%%

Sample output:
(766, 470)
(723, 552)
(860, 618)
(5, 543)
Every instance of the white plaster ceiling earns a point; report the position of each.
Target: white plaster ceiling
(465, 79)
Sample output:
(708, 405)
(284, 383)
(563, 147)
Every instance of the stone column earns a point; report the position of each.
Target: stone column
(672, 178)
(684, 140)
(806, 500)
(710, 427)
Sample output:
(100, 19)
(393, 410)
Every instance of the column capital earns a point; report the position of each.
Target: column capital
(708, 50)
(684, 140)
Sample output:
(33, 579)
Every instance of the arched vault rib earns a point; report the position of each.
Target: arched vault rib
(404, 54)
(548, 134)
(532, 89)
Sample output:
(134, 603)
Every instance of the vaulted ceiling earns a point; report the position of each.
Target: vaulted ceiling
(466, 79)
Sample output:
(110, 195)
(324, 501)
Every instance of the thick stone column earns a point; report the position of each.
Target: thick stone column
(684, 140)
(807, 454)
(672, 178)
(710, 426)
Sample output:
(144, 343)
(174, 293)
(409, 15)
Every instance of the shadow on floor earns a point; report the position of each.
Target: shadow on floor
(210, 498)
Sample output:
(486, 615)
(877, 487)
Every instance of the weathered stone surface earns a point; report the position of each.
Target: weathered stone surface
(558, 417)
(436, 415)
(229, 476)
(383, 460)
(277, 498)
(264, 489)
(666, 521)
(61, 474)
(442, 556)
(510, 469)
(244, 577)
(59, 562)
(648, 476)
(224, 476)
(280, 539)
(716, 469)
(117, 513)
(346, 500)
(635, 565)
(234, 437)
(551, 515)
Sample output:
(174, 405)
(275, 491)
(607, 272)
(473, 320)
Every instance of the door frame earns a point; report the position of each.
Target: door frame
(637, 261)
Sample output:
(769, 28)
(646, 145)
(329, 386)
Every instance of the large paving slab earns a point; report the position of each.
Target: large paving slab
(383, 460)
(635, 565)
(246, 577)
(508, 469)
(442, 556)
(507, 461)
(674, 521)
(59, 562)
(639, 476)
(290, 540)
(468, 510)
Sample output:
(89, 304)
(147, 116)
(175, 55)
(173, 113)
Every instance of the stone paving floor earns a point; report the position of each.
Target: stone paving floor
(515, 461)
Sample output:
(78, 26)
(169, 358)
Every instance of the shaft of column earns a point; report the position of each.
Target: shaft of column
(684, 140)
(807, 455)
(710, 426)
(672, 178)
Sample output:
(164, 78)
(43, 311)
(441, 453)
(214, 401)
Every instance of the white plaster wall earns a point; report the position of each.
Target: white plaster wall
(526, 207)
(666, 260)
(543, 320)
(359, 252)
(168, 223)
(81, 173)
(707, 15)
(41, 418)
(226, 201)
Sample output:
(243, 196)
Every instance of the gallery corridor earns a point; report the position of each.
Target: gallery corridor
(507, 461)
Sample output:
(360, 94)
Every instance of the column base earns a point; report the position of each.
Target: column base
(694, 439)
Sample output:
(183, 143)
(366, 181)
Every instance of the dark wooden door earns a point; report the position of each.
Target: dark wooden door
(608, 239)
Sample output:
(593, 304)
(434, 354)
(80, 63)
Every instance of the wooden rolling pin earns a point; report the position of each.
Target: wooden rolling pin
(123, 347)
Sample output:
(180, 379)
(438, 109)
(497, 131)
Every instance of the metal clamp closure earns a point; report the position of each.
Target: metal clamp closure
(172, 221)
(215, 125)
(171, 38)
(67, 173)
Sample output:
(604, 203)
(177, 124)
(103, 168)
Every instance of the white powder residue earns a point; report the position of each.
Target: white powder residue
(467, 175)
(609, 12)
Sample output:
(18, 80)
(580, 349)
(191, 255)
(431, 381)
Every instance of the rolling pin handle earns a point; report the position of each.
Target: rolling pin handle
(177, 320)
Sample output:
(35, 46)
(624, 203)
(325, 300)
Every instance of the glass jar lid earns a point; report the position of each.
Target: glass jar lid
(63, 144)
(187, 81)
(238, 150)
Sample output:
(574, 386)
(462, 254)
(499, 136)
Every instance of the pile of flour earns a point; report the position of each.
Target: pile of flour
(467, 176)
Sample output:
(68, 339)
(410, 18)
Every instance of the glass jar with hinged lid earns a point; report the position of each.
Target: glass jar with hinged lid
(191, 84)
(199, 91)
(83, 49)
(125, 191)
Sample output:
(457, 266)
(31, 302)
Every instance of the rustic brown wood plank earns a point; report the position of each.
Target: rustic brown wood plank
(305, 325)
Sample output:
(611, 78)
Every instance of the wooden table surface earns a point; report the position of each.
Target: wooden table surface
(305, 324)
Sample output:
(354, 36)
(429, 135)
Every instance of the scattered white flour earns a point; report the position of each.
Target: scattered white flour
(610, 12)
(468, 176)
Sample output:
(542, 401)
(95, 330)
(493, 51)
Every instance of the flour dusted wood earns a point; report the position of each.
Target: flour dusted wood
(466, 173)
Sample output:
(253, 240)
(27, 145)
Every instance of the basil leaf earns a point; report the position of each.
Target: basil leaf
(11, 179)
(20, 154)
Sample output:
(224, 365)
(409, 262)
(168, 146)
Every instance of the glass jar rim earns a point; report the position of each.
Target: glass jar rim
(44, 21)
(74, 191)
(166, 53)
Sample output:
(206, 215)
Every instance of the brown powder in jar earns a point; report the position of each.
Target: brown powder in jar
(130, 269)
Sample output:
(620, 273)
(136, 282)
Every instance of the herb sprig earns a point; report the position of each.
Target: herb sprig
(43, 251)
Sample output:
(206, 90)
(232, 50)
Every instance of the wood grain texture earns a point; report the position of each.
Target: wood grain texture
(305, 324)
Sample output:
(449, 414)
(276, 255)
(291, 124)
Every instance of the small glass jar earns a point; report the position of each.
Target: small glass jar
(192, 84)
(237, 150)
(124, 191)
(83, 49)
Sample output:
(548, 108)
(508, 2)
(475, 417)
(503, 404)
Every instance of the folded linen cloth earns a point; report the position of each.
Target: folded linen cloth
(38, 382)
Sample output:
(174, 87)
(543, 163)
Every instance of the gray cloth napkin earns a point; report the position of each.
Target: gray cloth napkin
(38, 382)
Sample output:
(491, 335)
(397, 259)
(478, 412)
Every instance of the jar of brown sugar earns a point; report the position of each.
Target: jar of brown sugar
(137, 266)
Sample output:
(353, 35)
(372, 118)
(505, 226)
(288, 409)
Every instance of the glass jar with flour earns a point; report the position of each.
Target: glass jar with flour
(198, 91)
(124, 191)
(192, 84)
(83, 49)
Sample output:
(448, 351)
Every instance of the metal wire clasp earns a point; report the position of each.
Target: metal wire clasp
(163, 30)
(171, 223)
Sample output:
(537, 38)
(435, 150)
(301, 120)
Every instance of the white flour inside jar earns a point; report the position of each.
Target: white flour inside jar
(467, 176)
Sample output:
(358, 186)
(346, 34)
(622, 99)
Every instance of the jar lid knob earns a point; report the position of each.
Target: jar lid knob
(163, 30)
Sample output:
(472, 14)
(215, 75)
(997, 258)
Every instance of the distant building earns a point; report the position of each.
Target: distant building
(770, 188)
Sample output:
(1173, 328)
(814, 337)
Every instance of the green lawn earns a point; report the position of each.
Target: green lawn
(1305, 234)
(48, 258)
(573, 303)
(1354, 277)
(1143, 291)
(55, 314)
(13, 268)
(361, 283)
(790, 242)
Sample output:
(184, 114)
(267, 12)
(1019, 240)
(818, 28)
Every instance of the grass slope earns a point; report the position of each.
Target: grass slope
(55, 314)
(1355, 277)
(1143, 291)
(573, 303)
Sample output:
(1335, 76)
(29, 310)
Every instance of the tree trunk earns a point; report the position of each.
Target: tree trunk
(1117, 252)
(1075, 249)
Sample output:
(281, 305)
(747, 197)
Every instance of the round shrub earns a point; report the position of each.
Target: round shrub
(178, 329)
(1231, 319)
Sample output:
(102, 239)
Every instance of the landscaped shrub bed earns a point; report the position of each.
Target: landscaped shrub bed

%%

Do this:
Pull out each line of the records above that contains the word "folded", and copy those lines without any other text.

Result of this task:
Every instance of the folded linen cloth earns a point; report the position of each.
Target: folded linen cloth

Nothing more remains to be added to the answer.